Document extract:
Court of Appeals of Ohio, First District, Hamilton
Appeal From: Hamilton County No. 18CV-19406 Municipal Court
Appealed From Is: Reversed and Cause Remanded
Charles H. Bartlett, Jr., for Plaintiff-Appellee,
L. Austin, pro se.
Defendant-appellant Clyde Austin appeals from the trial
court's February 13 order overruling his motion to set
aside the judgment. For the reasons set forth below, we
reverse the trial court's judgment and remand for further
On August 14, 2018, plaintiff-appellee Oliver Baker brought
an eviction action against Austin. In his complaint, Baker
sought a writ of eviction, damages for unpaid rent, and
damages for waste and destruction of the premises. Austin
filed an answer and a jury demand on August 24, 2018. The
trial court scheduled the cause for a jury trial on February
4, 2019, at 10:00 a.m.

Material:

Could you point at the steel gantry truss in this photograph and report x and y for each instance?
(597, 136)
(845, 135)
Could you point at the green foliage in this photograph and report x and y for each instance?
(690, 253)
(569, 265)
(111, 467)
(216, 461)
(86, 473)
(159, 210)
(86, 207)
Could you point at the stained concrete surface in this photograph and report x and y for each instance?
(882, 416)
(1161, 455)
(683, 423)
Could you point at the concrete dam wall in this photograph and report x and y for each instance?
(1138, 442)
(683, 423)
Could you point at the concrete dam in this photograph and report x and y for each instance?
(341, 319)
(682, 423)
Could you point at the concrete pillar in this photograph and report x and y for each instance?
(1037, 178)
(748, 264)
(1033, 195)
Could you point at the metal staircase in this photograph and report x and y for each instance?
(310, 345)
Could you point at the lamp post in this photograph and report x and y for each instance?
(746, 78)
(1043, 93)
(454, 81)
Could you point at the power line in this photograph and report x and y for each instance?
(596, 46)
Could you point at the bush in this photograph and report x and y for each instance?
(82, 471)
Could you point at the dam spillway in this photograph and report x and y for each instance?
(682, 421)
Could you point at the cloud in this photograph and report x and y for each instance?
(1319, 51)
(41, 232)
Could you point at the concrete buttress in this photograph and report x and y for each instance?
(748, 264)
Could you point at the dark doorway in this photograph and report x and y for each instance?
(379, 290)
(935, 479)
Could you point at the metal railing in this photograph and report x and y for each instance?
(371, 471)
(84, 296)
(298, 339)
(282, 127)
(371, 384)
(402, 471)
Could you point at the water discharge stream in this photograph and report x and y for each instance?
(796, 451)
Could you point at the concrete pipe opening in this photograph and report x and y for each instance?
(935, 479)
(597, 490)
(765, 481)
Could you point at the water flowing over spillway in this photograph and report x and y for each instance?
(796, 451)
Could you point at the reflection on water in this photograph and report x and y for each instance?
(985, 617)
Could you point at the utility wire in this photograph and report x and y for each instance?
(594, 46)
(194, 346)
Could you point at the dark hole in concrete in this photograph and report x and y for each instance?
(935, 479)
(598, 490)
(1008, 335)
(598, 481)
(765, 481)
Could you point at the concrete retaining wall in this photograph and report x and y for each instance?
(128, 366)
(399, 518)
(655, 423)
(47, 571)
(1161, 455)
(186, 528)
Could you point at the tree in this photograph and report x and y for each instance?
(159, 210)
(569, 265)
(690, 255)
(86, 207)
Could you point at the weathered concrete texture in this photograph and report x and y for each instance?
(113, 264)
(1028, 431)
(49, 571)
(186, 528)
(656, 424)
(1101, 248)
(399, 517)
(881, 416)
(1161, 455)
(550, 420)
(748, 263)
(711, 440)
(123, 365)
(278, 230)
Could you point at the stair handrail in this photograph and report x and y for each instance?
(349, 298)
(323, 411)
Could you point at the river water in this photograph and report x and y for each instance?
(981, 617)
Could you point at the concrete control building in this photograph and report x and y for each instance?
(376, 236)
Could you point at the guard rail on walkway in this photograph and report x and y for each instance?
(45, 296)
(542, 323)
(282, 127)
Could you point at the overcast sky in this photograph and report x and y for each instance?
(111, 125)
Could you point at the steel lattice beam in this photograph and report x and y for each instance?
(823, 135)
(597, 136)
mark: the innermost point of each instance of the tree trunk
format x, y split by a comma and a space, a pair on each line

Goal:
In the appeals court opinion, on what date did Austin file an answer and a jury demand? The data has no connection to the appeals court opinion.

Output below:
August 24, 2018